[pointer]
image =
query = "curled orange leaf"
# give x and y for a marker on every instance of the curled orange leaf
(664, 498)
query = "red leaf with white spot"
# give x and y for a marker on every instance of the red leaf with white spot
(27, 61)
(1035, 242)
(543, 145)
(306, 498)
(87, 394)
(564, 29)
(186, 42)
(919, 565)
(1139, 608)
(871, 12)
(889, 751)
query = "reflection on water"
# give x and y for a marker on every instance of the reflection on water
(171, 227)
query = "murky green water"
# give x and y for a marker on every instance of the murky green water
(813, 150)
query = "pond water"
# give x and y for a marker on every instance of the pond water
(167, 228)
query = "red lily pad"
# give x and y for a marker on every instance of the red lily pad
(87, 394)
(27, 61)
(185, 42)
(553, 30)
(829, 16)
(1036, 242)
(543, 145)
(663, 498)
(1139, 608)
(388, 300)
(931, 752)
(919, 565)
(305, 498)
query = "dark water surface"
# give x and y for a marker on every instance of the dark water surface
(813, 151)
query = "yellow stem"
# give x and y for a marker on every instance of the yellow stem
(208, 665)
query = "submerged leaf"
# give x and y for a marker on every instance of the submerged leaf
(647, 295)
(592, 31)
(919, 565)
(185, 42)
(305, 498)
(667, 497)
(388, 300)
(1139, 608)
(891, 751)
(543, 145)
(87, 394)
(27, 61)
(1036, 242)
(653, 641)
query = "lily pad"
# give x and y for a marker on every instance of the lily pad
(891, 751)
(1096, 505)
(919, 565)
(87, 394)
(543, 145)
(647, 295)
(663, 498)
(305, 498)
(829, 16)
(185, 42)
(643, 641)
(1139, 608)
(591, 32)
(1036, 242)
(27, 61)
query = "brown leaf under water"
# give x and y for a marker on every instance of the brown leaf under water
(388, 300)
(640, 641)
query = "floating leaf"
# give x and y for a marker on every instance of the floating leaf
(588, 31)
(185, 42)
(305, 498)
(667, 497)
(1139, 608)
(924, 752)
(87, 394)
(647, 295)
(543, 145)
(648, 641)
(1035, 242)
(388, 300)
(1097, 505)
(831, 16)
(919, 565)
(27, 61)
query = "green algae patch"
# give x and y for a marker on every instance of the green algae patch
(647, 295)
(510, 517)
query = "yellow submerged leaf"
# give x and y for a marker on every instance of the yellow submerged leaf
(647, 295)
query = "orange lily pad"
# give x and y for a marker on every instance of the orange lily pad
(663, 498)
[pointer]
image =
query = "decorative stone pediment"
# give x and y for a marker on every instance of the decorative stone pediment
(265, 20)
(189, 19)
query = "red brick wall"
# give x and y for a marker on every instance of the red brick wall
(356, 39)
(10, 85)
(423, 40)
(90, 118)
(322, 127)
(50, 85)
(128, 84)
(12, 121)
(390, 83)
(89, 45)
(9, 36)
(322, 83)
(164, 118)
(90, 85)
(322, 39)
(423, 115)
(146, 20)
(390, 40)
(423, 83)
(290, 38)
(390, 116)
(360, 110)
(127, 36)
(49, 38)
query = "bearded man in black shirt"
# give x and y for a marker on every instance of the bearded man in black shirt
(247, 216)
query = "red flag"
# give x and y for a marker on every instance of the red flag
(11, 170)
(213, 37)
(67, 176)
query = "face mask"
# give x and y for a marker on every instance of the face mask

.....

*Task requirements*: Repeat the listing above without any change.

*Exercise result*:
[pointer]
image =
query = "curled orange leaf"
# give x and y for a marker on every instance of the curled orange leaf
(664, 498)
query = "red leaf with white spot"
# give x and y for a marker on every instance of the red leaf with white spot
(27, 61)
(1035, 242)
(543, 145)
(306, 498)
(87, 394)
(564, 29)
(186, 42)
(919, 565)
(1139, 608)
(871, 12)
(889, 751)
query = "reflection on water"
# give x and y for a marker on every instance of the reflection on water
(171, 227)
query = "murky green water"
# give x and y for a marker on every instance of the murky green water
(813, 150)
query = "pond water"
# give x and y for a marker on every instance of the pond water
(167, 228)
query = "red lily pad"
# give x and y for a marker on every instance of the red lily pad
(87, 394)
(27, 61)
(185, 42)
(553, 30)
(829, 16)
(1036, 242)
(543, 145)
(663, 498)
(1139, 608)
(388, 300)
(931, 752)
(919, 565)
(305, 498)
query = "dark water surface"
# give x and y for a marker on every instance of the dark water surface
(813, 151)
query = "yellow stem"
# give x and y for a marker on every instance of the yellow stem
(208, 665)
query = "submerged leaf"
# give x and y for a marker on every instance of the submerged leaf
(647, 295)
(592, 31)
(919, 565)
(185, 42)
(305, 498)
(667, 497)
(388, 300)
(1139, 608)
(891, 751)
(543, 145)
(87, 394)
(27, 61)
(1036, 242)
(653, 641)
query = "lily pad"
# give x and y for a marker on every instance of the lily pad
(891, 751)
(1096, 505)
(919, 565)
(87, 394)
(543, 145)
(647, 295)
(663, 498)
(305, 498)
(829, 16)
(185, 42)
(643, 641)
(1139, 608)
(591, 32)
(1036, 242)
(27, 61)
query = "brown leaf under water"
# give x and y for a marker on every instance of the brown leaf under water
(388, 300)
(640, 641)
query = "floating leaf"
# give x and y for a marker on every instance of the floating leaf
(588, 31)
(185, 42)
(305, 498)
(667, 497)
(1139, 608)
(924, 752)
(87, 394)
(647, 295)
(543, 145)
(648, 641)
(1035, 242)
(388, 300)
(1097, 505)
(831, 16)
(919, 565)
(27, 61)
query = "green algae patch"
# give x and y for a marker on every instance of the green algae patch
(647, 295)
(510, 517)
query = "yellow submerged leaf"
# give x and y for a marker on every instance of the yellow submerged leaf
(647, 295)
query = "orange lily pad"
# give x and y for a marker on every instance of the orange lily pad
(663, 498)
[pointer]
image =
query = "decorative stone pediment"
# give x and y for a marker on every instance of the decorative stone pediment
(265, 20)
(189, 19)
query = "red brick wall"
# give x and y for a marker on every instance of the red brick wall
(356, 39)
(10, 85)
(423, 40)
(90, 118)
(322, 127)
(50, 85)
(128, 84)
(12, 121)
(390, 83)
(89, 45)
(9, 36)
(322, 83)
(164, 118)
(90, 85)
(322, 39)
(423, 115)
(146, 20)
(390, 40)
(423, 83)
(290, 38)
(390, 116)
(360, 110)
(127, 36)
(49, 38)
query = "bearded man in black shirt"
# give x and y for a marker on every instance of the bearded man in black shirt
(247, 216)
query = "red flag"
# give x and y for a marker on every instance of the red flag
(11, 170)
(213, 37)
(67, 176)
query = "face mask"
# give x and y for a marker on every instance of the face mask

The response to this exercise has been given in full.